# [EXERCISE REQUIREMENTS]
Please return exactly the lines from the one containing "of the cake" through the end of the records, including both.

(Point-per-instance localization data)
= Beginning of Section =

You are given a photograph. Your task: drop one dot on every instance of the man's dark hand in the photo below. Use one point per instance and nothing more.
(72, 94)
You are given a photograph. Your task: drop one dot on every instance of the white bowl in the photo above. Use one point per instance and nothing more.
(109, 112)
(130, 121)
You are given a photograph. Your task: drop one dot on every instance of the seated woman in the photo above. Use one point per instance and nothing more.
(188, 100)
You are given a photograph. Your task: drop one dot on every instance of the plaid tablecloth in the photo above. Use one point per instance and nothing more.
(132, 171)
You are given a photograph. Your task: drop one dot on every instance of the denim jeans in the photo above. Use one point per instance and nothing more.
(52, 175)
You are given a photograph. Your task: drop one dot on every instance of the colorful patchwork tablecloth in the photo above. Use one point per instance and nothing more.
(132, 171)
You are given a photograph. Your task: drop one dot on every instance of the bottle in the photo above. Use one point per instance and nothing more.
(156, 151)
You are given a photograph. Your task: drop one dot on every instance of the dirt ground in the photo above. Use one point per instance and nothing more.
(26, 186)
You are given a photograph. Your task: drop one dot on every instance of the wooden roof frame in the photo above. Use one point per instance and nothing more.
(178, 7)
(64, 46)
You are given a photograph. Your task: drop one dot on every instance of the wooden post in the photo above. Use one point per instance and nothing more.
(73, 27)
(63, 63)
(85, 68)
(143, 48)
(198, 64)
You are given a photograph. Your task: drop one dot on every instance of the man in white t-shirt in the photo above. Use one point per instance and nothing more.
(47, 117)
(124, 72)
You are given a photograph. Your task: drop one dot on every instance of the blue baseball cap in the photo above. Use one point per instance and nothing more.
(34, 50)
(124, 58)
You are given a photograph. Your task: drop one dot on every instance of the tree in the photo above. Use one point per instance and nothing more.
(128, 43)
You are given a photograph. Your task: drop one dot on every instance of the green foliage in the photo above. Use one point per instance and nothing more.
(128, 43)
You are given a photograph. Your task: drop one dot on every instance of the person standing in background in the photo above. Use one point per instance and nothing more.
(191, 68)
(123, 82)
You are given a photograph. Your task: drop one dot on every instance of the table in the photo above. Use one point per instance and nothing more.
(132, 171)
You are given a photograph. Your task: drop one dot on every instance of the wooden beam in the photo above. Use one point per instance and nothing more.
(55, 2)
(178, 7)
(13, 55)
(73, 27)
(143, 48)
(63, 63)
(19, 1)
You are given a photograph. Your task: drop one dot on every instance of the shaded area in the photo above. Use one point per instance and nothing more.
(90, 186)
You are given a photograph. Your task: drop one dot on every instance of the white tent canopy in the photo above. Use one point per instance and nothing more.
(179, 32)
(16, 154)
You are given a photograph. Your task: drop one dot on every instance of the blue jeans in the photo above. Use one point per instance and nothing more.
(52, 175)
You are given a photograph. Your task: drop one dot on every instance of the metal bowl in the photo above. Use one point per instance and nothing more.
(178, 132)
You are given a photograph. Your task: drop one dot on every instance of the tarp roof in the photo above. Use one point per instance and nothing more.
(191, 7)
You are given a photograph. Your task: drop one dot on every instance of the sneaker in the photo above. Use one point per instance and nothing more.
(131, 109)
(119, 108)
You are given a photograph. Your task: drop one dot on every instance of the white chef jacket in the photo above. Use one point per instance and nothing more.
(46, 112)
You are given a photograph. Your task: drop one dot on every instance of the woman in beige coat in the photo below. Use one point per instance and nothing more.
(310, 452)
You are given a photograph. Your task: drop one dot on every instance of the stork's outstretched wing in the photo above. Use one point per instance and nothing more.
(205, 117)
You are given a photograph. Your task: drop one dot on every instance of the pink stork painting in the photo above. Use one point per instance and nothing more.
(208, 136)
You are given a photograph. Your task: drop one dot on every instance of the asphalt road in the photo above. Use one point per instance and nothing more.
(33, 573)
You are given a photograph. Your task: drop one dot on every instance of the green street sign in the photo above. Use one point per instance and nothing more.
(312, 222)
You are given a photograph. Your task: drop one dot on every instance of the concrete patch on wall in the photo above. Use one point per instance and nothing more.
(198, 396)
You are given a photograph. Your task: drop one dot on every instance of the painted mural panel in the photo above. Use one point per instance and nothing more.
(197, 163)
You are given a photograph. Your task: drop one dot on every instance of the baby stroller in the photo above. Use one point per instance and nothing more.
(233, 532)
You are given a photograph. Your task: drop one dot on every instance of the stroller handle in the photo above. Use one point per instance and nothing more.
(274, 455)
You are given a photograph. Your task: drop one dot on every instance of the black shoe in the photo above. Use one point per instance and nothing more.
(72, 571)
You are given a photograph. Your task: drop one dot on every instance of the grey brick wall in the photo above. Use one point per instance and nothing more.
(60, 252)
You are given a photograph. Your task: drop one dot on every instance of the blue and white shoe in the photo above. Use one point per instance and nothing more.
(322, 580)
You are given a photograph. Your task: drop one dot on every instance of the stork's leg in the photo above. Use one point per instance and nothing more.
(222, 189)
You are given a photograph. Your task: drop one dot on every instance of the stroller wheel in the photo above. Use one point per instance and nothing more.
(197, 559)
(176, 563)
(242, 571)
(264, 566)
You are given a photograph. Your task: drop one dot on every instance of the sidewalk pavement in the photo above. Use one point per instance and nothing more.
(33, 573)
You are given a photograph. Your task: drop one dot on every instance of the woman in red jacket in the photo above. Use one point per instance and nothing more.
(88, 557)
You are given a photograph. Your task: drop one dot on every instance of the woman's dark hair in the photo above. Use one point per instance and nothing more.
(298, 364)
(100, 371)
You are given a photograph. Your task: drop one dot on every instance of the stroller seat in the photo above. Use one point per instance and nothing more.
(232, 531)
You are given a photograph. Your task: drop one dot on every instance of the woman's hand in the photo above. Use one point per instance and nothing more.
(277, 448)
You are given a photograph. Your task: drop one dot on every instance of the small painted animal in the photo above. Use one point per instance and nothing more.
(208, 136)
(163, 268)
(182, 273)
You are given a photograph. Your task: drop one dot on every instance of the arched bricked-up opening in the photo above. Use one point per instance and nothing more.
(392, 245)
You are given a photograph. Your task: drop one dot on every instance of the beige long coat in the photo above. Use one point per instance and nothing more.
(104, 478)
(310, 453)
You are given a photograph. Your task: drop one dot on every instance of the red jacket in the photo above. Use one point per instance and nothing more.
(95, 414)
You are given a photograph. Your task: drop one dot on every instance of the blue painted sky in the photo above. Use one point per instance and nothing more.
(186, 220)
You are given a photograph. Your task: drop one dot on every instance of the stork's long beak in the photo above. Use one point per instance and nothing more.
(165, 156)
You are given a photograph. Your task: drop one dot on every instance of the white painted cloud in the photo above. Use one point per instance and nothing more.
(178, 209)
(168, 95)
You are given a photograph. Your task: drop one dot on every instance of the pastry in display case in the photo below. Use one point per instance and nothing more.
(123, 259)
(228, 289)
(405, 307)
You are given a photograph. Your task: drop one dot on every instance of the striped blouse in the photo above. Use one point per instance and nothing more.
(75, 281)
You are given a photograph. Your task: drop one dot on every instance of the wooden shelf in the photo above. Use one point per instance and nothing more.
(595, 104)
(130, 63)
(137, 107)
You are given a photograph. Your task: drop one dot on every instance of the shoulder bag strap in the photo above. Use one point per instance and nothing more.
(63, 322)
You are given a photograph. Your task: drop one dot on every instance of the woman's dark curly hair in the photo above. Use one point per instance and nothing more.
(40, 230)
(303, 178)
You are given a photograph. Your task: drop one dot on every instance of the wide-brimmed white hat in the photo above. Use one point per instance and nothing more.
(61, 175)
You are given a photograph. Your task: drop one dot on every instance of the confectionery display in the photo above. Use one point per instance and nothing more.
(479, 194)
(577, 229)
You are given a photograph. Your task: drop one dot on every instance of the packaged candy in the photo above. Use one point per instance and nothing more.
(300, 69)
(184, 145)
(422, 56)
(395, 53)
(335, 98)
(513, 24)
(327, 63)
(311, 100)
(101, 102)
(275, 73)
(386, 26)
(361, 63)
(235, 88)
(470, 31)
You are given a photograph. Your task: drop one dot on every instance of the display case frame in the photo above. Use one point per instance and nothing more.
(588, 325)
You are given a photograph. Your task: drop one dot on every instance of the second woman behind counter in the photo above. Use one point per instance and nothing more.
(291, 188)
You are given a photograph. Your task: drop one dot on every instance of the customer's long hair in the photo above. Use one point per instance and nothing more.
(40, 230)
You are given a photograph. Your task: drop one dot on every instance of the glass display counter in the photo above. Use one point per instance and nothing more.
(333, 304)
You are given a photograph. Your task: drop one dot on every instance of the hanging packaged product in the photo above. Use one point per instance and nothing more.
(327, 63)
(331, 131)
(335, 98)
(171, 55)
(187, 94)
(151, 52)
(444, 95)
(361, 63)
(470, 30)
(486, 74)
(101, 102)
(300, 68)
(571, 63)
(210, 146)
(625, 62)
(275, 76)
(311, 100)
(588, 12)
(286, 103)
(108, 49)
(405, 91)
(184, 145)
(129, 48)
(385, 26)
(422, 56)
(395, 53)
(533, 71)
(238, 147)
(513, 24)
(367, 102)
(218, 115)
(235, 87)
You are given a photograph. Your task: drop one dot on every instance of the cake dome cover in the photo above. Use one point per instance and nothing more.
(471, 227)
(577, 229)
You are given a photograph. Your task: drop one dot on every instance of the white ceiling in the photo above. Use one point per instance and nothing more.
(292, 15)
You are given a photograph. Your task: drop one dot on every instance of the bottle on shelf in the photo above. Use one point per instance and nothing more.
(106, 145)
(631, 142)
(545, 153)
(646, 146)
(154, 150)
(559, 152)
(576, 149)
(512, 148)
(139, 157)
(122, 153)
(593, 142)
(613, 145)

= End of Section =

# [RESULT]
You are given a photograph. Your task: drop one dot on every instance of the cake dome cover in the photo above. Use one point per instance and nothing more.
(471, 227)
(577, 229)
You are given a photograph. Your task: drop one dot on every instance of the white ceiling in the photo above. Use one point per instance and nothing more.
(292, 15)
You are given a photograph. Your task: drop one dot on every instance of the bottle on shelf in the photo above. Use one point per instance and nothing more.
(106, 145)
(631, 142)
(545, 153)
(646, 146)
(154, 150)
(559, 152)
(576, 149)
(512, 148)
(139, 157)
(122, 153)
(593, 142)
(613, 145)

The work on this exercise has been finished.